» **Work request**: All of the data must be written out verbatim, with pictures excluded.

Referring expression data:
------------------------------------------------

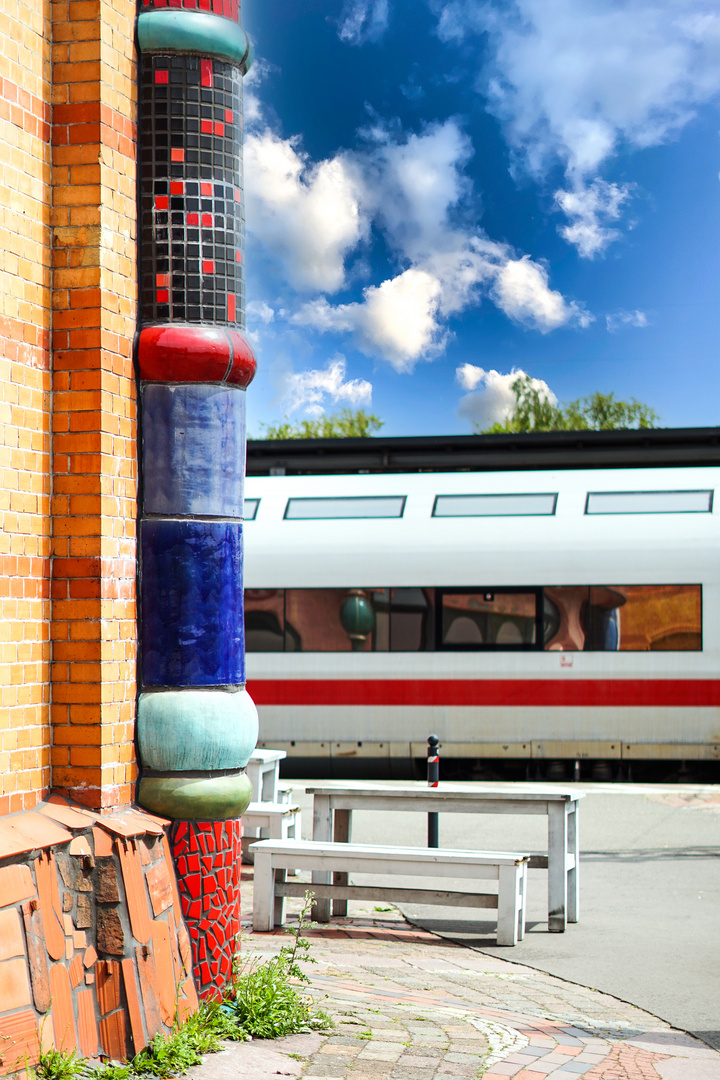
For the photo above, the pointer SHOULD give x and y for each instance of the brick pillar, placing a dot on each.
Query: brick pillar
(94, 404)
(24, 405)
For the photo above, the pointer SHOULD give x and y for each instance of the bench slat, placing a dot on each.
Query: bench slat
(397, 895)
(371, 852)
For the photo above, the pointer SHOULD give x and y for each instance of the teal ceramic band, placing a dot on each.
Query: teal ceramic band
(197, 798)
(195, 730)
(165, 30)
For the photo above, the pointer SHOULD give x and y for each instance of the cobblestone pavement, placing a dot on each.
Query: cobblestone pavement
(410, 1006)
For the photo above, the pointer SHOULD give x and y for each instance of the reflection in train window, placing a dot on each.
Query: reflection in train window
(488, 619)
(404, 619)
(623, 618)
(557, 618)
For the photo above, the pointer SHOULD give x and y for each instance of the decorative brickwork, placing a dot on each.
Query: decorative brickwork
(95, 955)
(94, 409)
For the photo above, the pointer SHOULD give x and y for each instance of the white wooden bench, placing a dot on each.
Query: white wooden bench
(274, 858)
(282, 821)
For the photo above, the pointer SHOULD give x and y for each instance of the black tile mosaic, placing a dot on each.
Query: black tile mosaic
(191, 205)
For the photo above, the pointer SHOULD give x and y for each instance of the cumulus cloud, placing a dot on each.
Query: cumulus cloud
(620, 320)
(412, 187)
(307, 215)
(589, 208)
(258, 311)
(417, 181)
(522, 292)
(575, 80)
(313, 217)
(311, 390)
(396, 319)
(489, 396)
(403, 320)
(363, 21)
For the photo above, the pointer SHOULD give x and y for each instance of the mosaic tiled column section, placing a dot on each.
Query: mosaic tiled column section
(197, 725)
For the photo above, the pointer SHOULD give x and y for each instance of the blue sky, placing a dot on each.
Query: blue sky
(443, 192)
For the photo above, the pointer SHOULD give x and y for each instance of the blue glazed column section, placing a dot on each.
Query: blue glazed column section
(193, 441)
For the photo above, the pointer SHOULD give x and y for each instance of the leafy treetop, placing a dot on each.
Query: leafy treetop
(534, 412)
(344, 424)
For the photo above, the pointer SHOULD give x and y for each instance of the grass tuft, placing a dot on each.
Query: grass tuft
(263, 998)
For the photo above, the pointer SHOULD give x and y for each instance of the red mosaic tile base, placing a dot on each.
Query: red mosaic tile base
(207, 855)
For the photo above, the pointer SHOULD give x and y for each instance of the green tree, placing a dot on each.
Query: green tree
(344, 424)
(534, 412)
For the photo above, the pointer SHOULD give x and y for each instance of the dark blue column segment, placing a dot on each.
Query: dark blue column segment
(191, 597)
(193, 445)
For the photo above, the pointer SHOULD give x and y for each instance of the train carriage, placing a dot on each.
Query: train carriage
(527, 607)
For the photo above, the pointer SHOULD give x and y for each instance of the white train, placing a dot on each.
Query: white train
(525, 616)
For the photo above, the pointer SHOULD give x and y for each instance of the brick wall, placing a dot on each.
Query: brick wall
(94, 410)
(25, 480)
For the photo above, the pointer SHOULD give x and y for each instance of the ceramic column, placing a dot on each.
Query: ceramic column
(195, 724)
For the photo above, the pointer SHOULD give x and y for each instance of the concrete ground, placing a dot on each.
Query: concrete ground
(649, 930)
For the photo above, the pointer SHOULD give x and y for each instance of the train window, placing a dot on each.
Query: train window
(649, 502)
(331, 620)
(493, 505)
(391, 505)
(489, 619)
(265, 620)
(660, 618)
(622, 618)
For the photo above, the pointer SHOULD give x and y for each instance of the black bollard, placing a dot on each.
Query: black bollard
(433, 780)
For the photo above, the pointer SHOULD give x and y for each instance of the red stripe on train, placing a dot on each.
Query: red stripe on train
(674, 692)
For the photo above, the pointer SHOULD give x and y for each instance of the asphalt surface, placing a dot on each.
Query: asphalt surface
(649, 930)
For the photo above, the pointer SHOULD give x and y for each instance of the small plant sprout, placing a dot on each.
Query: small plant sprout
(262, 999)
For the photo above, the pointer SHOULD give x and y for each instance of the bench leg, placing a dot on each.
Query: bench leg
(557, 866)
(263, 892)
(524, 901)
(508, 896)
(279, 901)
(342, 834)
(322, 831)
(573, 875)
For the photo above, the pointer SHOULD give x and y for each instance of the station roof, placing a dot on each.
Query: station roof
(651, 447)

------------------------------------------------

» **Your response**:
For the photo above, the pointer SHOULD give x and y for each instance of the brick pillar, placing a dot on each.
Query: brick pillar
(94, 404)
(24, 405)
For the photo above, the pointer SHOULD give x and y for each instance of the bench slat, placing a dot on each.
Query: bench slat
(397, 895)
(371, 852)
For the photo above, the pointer SHOULD give x and y for each instance of the teal ceramic band, placing a dot on each.
Query: teal ceramic band
(197, 798)
(195, 730)
(165, 30)
For the photo above, the pointer SHOULD give x and y for each instance of the cobblestone pavement, placing a dot on each.
Query: cobblestone pavement
(410, 1006)
For the photo above, the pointer SHOULD give x and y for each instance of the reflection in train window, placing a dot on each.
Query: reflection in train window
(488, 619)
(404, 619)
(623, 618)
(557, 618)
For the photo above, the pointer SHOULD give x and y for each instance of the decorative brickwork, placing a dot on each.
Query: decorative brickwork
(95, 955)
(94, 409)
For the photo above, the pointer SHOULD give x and y for each instance of the white wooden bench, placing a dot on each.
Query: white wooden bench
(274, 858)
(282, 821)
For the photo above, the pointer SHOULD give x and y for each instance of the black tile mosaic, placing a dot on each.
Query: black tile mosaic
(191, 205)
For the photo above, the pointer SHOULD give x and y for each instance of the cumulus cloud, placing a dot on each.
Query: cumulus cloud
(620, 320)
(412, 187)
(307, 215)
(589, 208)
(258, 311)
(417, 181)
(522, 292)
(575, 80)
(313, 217)
(311, 390)
(396, 319)
(489, 396)
(403, 320)
(363, 21)
For the photo above, the pointer SHOULD give x and y for each instance of the mosaic tiled column section, placing a dot on each.
Query: mosaic tiled column section
(197, 725)
For the photo above, the pointer SHOULD give x and y for each instance of the blue sky, placing a dot on each.
Query: blue sky
(443, 192)
For the photo above, the pointer SHOULD give x and y for each instance of the blue glazed column section, placing a dot on each.
Query: blue glazed column section
(193, 441)
For the photo above, the pointer SHOULD give x and y for each instance of the leafy treetop, placing a dot on each.
Query: leafy treetop
(534, 412)
(344, 424)
For the photo above, the pointer SHOULD give x and y for each instance of the grass tuft, placing a dot on each.
Query: grass tuft
(263, 998)
For the photo above, the pointer SHOULD give x and y for each instance of the red mosaic tile base, placing a dot on each.
Query: red mosaic tile base
(207, 855)
For the photo above, the pointer SHOULD give x and y for each instance of the green tree, placing a dot on each.
Query: green tree
(344, 424)
(534, 412)
For the photo above, the pointer SHOULD give x and y for each instance of the dark blue column segment, placing a dot on each.
Query: dark blue column segment
(191, 597)
(193, 445)
For the photo above, the pointer SHOULD give x and y for each instance of the train carriage, placing a dot on each.
Query: train carriage
(527, 607)
For the photo above, the pointer SHOULD give x and y for each instance of the white train, placing a dot on each.
Query: white train
(525, 616)
For the photo above, the pointer SHOULD give x and y for each instance of the brick wall, placing a dot on each.
Query: brick wall
(94, 410)
(25, 480)
For the photo above, the pointer SHOULD give x and y for each instance of the ceramic column, placing a dot on each.
Query: ceramic column
(195, 724)
For the photo above, the pointer SHOULD give x and y for each instance of the concrete ground, placing a dot on each.
Query: concrete ground
(649, 930)
For the photo above, the pointer SHOULD give x and y for each instance of the train window, placing a dot on each.
Query: train window
(649, 502)
(331, 620)
(493, 505)
(391, 505)
(489, 619)
(265, 620)
(660, 618)
(622, 618)
For the photo above, the pointer SHOULD give x and y for each instance of the black bollard, placing a dot on each.
Query: black bollard
(433, 780)
For the photo above, the pointer SHOULD give x and y for each instance of the red stripe on train, placing a dot on each.
Query: red stripe on train
(674, 692)
For the photo above, the pointer SHOULD give x and y for each instance of the asphalt surface, placing a dot on each.
Query: asphalt surface
(649, 930)
For the photo above, the pointer SHOULD give x and y for each instance of the small plant sprout, placing a dot on each.
Query: small plant sprout
(262, 999)
For the photo above, the pointer SHOULD give x and y for each instance of the bench leg, placing a dot on each.
Query: bench leg
(557, 866)
(263, 892)
(524, 901)
(508, 896)
(279, 901)
(342, 834)
(322, 831)
(573, 875)
For the photo above, the pointer SHOULD give x and y for each instance of the station roof, placing a dot on each.
Query: station roof
(651, 447)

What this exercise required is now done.